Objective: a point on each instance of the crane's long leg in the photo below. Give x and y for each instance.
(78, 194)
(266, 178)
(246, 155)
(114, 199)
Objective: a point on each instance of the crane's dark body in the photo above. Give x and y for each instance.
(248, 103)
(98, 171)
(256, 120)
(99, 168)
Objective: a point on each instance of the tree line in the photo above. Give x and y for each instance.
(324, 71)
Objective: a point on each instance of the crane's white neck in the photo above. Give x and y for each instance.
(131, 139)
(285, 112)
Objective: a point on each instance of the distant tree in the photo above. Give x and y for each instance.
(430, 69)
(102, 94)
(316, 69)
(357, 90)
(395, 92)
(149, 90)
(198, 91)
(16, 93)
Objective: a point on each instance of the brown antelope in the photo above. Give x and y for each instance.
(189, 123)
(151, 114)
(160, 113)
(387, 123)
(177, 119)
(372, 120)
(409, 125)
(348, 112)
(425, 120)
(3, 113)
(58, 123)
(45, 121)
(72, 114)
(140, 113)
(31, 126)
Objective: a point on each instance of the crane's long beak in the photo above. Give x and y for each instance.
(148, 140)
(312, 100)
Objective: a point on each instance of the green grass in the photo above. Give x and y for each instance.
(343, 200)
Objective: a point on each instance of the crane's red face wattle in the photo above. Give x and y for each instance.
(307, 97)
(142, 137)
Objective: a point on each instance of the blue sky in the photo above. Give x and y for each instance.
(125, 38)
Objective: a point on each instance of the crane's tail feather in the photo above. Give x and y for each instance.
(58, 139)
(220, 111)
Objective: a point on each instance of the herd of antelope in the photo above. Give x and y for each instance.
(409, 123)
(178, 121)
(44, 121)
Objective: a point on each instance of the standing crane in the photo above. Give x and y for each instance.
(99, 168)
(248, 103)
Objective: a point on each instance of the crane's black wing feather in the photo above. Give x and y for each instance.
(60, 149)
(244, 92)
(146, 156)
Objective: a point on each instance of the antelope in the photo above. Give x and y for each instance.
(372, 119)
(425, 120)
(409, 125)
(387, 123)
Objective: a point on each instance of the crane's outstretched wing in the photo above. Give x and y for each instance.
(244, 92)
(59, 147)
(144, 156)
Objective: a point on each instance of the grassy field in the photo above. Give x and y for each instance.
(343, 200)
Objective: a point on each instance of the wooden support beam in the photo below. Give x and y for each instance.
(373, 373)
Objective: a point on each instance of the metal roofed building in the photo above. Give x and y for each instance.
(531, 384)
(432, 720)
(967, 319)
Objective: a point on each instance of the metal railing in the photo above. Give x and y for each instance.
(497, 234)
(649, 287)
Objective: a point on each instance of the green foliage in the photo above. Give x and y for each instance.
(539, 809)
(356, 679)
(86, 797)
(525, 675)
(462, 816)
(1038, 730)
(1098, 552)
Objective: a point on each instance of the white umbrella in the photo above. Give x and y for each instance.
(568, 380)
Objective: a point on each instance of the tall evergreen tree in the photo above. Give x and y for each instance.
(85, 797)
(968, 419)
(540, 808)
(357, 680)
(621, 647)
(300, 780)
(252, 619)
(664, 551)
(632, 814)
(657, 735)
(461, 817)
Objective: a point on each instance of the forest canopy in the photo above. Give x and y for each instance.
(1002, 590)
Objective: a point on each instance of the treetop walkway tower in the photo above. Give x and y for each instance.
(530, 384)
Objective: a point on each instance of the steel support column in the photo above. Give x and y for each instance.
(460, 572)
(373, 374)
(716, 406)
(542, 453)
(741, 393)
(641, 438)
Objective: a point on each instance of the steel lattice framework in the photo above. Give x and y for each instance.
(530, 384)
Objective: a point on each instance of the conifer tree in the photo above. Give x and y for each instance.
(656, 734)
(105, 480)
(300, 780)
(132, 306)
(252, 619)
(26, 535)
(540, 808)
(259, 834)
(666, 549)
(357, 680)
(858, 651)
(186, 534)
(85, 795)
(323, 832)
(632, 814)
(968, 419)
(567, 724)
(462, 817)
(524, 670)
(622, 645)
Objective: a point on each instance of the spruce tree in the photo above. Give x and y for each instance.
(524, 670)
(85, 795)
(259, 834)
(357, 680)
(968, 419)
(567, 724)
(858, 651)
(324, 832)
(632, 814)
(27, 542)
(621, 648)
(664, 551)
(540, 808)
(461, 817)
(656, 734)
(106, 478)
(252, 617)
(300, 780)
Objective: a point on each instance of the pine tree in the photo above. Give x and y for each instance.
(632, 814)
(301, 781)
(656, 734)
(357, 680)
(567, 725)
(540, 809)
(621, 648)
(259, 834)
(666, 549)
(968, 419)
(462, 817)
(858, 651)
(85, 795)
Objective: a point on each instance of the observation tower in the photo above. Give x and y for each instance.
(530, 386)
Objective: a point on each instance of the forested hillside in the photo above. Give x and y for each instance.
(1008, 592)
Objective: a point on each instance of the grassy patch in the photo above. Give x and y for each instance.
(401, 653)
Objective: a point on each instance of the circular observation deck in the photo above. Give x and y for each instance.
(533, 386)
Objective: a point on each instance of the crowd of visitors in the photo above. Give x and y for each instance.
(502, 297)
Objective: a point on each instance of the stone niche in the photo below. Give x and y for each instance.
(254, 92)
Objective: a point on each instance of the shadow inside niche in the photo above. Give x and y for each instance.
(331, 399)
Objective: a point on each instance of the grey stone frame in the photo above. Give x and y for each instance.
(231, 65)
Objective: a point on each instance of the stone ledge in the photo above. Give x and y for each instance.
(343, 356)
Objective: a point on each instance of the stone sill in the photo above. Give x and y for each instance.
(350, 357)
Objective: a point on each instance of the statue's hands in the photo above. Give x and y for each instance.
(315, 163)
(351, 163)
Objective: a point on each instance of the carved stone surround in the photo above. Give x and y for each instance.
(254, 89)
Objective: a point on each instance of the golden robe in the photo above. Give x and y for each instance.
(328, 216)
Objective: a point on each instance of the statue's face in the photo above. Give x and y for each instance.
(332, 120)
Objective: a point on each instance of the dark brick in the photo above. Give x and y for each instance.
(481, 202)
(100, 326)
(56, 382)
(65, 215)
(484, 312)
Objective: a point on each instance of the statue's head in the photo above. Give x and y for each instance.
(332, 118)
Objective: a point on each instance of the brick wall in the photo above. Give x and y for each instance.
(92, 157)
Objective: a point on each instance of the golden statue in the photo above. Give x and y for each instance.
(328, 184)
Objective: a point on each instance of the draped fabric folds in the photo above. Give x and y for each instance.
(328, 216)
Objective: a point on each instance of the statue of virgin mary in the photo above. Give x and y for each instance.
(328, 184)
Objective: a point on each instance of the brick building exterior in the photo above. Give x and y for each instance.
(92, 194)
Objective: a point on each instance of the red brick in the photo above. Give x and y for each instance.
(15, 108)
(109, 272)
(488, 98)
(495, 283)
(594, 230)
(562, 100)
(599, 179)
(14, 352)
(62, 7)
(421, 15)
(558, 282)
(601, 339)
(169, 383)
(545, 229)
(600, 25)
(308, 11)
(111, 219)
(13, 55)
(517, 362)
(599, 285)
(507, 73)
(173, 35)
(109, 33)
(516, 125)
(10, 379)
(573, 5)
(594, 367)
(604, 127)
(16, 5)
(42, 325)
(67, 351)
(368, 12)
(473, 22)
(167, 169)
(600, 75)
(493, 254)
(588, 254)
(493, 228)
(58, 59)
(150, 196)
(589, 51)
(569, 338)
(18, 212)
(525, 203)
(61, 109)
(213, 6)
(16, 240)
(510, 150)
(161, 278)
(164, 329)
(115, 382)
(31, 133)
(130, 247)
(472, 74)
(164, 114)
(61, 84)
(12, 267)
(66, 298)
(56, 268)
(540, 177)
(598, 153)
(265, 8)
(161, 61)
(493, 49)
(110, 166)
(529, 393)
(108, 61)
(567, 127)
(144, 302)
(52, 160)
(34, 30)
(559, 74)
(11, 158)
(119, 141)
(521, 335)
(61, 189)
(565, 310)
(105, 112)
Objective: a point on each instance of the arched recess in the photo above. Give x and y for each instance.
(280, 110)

**Goal**
Using the records above, please retype only the run of lines from the line holding "Objective: a point on each instance of the arched" through the last line, both ends included.

**Expected answer**
Objective: a point on each instance of the arched recess in the photo above. Give x and y for each instance.
(280, 110)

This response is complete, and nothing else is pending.